Copy each line below character for character, keeping its order, spacing, and punctuation.

+ + + +

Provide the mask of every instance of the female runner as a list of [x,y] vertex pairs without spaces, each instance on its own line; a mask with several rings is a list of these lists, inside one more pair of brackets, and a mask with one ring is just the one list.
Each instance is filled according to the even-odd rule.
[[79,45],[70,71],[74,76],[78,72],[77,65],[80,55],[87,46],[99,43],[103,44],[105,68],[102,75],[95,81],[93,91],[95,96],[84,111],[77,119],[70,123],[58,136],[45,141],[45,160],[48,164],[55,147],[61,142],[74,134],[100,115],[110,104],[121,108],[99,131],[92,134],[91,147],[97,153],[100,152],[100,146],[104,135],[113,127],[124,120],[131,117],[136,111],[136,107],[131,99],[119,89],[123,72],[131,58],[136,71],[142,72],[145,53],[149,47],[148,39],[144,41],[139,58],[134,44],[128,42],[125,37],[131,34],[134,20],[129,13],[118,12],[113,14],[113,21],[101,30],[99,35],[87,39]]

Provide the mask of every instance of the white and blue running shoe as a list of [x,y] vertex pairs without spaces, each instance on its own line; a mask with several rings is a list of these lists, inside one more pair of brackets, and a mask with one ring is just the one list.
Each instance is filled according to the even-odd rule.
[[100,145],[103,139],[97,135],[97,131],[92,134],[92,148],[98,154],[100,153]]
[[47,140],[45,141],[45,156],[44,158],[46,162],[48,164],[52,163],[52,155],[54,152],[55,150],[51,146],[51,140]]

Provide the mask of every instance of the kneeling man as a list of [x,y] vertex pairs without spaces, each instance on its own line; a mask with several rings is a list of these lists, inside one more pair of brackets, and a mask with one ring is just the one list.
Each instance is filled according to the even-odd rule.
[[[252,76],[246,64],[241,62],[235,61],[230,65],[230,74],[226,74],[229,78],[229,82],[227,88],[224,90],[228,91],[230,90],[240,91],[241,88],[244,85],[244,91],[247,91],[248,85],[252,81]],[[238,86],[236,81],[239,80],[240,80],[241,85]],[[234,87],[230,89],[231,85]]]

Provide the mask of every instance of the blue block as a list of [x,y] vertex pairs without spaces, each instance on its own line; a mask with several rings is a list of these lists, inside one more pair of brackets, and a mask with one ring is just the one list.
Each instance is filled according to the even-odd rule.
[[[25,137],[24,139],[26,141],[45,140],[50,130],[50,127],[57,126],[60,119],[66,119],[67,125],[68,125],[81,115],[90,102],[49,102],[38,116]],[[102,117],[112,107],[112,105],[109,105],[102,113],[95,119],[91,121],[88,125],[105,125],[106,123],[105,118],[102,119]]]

+ + + +

[The result]
Provide the mask of every instance of the female runner as a list of [x,y] vertex pairs without spaces, each instance on its own line; a mask with several rings is a list of these lists, inside one more pair of brackets, and a mask with one ring is just the one list.
Each instance is filled according to the even-odd rule.
[[79,45],[70,71],[74,76],[78,72],[77,65],[80,55],[87,46],[99,43],[103,44],[105,68],[102,75],[95,81],[93,91],[95,96],[84,111],[77,119],[70,123],[58,136],[45,141],[45,160],[48,164],[55,147],[61,142],[74,134],[100,115],[110,104],[121,108],[99,131],[92,134],[91,147],[97,153],[100,152],[100,146],[104,135],[113,127],[124,120],[131,117],[136,111],[136,107],[131,99],[119,89],[123,72],[131,58],[136,71],[142,72],[145,53],[149,47],[148,39],[144,41],[139,58],[134,44],[128,42],[125,37],[131,34],[134,20],[129,13],[118,12],[113,14],[113,21],[101,30],[99,35],[87,39]]

Provide the mask of every instance of the white and blue running shoe as a list of [x,y] vertex pairs without spaces, each instance on its own line; a mask with several rings is a list of these lists, inside one more pair of brackets, and a mask with one ring is just the one list.
Each instance is filled according to the even-odd rule.
[[100,145],[103,139],[97,135],[97,131],[92,134],[92,148],[98,154],[100,153]]
[[47,140],[45,141],[45,156],[44,158],[46,162],[48,164],[52,163],[52,155],[54,152],[55,150],[51,146],[51,140]]

Provide the mask of every instance of the kneeling man as a list of [x,y] vertex pairs without spaces, each instance on its own line; a mask with several rings is a list of these lists, inside one more pair of brackets, and a mask with one ring is just the one list.
Each instance is filled according to the even-odd rule.
[[[252,76],[246,64],[241,62],[235,61],[230,65],[230,74],[226,74],[229,78],[229,82],[227,88],[224,90],[228,91],[230,90],[240,91],[241,88],[244,85],[244,91],[247,91],[248,85],[252,81]],[[238,86],[236,81],[239,80],[240,80],[241,85]],[[234,87],[230,89],[231,85]]]

Provide the mask of every instance of the blue block as a list of [x,y] vertex pairs without spaces, each instance on its own line; a mask with several rings is a list of these lists, inside one more pair of brackets, and a mask with one ring is just the one list.
Each instance is filled according to the even-odd rule.
[[[25,137],[24,139],[26,141],[45,140],[50,130],[50,127],[57,126],[60,119],[66,119],[67,125],[68,125],[81,115],[90,102],[49,102],[38,116]],[[102,117],[112,107],[112,105],[109,105],[102,113],[95,119],[91,121],[88,125],[105,125],[106,123],[105,118],[102,119]]]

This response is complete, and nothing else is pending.